### What to work on
Locate each line in the entries below that contains the string "trace" and copy those lines out. The match is case-sensitive.

### Records
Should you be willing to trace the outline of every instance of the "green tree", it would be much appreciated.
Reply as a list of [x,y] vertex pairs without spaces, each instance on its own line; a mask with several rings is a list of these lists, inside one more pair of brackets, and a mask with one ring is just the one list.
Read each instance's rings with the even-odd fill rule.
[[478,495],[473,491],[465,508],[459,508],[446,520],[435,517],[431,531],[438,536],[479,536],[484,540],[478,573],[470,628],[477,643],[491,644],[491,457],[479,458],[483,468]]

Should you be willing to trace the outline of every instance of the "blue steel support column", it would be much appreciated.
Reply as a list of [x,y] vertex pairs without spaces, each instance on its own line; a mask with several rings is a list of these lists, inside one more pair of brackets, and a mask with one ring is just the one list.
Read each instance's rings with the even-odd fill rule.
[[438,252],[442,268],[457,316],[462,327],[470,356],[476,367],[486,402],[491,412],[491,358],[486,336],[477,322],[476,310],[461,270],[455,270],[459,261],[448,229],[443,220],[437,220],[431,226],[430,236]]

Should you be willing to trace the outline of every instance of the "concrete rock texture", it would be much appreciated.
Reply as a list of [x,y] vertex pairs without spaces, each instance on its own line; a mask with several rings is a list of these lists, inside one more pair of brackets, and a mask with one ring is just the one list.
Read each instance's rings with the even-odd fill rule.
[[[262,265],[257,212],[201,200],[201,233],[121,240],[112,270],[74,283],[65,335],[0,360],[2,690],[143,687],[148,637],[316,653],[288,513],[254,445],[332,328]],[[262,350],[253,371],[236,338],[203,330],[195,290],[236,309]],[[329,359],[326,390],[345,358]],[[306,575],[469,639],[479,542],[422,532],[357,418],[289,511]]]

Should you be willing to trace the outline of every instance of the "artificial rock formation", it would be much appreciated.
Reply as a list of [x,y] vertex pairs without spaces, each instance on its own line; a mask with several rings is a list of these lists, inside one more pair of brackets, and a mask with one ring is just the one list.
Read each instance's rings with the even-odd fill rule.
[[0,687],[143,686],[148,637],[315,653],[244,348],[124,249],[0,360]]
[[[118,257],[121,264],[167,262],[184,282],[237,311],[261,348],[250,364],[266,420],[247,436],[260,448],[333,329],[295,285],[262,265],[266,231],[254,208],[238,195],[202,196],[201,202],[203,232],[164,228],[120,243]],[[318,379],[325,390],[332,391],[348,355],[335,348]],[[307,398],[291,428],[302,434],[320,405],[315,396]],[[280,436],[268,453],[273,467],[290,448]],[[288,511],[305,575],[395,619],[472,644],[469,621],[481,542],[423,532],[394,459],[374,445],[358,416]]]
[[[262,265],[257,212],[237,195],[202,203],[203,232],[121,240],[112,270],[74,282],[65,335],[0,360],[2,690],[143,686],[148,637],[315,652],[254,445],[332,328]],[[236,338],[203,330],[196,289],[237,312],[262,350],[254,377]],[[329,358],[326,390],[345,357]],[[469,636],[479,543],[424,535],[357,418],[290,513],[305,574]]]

### Output below
Should you be willing to trace the outline of every instance of the "green tree", it would be much appreciated.
Should you be willing to trace the outline of every instance of the "blue steel support column", it would be much appreciated.
Should you be willing to trace the outline of every instance of the "concrete rock texture", it would be much appreciated.
Should you be willing to trace the outline of every instance of the "artificial rock formation", it would be much appreciated.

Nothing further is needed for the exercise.